**INSTRUCTIONS FOR THE TASK**: Gather every line of the material below that contains the word "building" and copy each one in full.

Dataset records on object locations

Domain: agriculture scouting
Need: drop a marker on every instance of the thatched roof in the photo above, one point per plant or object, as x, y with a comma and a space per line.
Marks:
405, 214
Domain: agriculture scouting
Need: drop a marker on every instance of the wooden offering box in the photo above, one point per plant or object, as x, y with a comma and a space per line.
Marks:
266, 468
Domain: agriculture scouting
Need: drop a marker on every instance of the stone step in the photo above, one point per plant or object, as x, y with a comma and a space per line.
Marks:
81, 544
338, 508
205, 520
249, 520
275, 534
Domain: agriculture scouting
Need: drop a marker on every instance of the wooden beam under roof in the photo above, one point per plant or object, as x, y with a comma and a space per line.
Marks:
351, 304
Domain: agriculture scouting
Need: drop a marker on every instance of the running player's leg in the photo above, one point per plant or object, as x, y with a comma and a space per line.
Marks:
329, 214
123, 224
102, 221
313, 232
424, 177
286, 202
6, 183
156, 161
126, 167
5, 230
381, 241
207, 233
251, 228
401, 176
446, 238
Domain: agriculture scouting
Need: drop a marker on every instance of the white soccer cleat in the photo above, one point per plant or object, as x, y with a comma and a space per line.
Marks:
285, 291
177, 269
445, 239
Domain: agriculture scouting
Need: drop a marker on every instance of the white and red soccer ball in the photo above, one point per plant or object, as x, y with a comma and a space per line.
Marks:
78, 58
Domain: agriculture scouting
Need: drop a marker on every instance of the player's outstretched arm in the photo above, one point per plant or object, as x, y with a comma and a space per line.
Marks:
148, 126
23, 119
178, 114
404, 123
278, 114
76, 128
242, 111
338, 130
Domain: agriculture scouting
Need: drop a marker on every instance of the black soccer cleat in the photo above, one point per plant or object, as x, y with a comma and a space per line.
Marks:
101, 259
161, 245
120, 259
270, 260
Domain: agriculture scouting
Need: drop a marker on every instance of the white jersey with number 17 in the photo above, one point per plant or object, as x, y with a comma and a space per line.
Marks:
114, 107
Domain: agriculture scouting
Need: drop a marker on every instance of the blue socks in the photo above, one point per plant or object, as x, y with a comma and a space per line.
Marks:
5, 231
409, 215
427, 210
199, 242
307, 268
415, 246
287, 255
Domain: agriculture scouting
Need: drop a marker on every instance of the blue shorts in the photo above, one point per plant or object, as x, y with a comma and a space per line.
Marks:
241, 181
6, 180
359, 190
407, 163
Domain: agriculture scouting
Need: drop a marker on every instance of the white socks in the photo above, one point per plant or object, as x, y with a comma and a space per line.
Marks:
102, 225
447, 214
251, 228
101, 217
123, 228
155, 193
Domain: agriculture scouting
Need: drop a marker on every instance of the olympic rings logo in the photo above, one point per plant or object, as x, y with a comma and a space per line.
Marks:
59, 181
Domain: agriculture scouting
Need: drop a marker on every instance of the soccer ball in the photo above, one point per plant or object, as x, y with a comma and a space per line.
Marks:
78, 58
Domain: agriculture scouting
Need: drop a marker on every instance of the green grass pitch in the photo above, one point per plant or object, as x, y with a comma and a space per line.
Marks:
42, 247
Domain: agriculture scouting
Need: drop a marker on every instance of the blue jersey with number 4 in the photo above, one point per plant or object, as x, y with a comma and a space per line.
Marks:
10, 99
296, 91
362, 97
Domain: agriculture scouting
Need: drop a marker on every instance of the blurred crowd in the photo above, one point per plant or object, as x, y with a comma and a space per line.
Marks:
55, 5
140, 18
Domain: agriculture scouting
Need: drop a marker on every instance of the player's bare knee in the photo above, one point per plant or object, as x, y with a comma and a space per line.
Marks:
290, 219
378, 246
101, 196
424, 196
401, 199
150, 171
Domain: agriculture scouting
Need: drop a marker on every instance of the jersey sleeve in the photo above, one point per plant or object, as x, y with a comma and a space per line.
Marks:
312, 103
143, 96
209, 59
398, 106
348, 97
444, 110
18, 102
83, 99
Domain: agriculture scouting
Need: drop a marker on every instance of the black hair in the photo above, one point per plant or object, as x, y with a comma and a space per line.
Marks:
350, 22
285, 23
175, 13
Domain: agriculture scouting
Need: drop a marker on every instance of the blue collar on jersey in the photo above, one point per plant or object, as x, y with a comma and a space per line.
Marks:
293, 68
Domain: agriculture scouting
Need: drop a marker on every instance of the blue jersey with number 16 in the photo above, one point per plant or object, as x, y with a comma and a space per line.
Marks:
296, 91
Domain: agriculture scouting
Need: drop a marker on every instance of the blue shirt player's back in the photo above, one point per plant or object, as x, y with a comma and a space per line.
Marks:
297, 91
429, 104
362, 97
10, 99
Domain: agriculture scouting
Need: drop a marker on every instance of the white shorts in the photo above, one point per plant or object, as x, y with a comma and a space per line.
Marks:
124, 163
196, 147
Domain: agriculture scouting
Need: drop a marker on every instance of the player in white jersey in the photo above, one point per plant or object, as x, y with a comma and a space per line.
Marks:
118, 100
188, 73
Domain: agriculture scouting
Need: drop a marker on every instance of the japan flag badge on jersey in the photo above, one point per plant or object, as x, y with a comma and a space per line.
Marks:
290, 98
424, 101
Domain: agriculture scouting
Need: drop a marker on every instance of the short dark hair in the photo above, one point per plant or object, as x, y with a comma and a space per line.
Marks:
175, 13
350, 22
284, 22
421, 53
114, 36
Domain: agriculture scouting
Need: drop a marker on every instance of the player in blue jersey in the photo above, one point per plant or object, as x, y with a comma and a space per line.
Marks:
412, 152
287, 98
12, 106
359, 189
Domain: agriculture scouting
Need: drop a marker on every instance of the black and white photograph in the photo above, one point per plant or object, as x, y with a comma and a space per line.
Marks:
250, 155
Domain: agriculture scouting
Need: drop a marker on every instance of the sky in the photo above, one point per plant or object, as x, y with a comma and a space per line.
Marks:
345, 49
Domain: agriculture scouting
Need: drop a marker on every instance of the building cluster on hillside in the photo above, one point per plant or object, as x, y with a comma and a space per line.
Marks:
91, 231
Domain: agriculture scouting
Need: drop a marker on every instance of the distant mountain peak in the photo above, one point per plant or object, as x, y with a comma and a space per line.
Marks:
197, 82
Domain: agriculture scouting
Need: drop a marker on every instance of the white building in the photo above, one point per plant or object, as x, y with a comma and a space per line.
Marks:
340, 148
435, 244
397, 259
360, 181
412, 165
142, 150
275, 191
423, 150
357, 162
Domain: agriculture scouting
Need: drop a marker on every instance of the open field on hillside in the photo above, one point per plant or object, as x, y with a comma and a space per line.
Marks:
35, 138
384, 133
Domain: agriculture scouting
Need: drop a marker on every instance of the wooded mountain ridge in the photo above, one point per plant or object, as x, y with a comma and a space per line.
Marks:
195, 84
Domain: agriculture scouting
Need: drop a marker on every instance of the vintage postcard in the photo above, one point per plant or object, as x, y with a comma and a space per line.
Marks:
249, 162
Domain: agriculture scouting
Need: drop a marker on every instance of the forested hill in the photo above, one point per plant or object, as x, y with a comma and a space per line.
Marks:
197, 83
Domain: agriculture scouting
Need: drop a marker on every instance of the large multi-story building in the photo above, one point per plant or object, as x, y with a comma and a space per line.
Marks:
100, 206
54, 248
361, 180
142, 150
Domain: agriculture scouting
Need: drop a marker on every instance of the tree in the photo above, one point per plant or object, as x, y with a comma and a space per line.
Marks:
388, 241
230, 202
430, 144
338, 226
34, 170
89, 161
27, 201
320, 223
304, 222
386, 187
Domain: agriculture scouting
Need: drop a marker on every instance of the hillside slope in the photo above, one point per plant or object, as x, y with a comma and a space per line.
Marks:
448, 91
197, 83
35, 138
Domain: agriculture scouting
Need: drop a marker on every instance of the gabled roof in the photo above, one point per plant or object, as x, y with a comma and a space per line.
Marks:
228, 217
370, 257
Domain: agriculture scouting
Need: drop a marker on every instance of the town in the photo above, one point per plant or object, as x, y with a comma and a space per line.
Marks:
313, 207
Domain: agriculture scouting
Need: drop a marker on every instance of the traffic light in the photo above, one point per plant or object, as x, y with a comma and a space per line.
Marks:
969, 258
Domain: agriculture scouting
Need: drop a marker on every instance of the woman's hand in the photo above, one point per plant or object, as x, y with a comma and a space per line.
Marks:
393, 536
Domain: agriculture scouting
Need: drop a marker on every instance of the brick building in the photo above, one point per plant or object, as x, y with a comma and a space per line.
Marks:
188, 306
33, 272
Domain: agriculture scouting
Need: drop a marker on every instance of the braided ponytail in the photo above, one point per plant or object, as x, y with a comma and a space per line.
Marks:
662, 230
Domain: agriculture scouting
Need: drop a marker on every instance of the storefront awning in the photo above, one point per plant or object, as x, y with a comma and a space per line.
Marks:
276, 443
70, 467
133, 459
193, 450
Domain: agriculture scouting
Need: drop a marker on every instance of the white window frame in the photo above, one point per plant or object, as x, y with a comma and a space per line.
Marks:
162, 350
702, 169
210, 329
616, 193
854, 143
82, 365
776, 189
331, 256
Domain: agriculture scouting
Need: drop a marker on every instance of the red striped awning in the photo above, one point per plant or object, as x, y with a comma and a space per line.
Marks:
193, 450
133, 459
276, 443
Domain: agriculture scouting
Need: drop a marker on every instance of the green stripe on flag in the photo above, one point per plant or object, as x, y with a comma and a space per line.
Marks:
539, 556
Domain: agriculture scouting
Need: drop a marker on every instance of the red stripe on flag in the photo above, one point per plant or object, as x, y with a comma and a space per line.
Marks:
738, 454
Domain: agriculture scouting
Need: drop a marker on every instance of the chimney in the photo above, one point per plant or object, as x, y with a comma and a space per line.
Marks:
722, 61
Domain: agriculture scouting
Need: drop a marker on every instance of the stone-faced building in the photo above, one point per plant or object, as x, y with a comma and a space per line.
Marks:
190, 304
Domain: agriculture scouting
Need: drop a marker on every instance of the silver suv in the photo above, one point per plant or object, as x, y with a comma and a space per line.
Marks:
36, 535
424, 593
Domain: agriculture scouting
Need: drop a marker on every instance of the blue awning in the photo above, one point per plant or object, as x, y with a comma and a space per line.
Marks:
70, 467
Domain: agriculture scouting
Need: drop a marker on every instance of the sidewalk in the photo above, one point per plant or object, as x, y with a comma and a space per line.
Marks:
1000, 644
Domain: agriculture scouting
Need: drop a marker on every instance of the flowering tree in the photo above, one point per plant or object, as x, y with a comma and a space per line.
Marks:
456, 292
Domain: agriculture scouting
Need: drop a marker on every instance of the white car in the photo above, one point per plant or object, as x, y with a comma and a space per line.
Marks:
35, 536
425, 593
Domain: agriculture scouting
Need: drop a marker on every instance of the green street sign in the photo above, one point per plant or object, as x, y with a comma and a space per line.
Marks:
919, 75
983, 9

**SOLUTION**:
Need: drop a marker on every instance of the building cluster on hillside in the photo above, one point per plant or object, as x, y with a comma and a space per line.
Need: drop a marker on every instance of the white building in the photo above, one point per plant or object, as x, y with a comma and a space per line.
Need: drop a marker on every instance of the large multi-story building in the photo above, one point per plant or object, as x, y with a comma and a space per line.
Need: drop a marker on every instance of the brick building in the photo above, one point per plant or object, as x, y with a comma and a space per line.
Need: drop a marker on every instance of the stone-faced building in the photo above, one point per plant or object, as x, y with a comma and a space per line.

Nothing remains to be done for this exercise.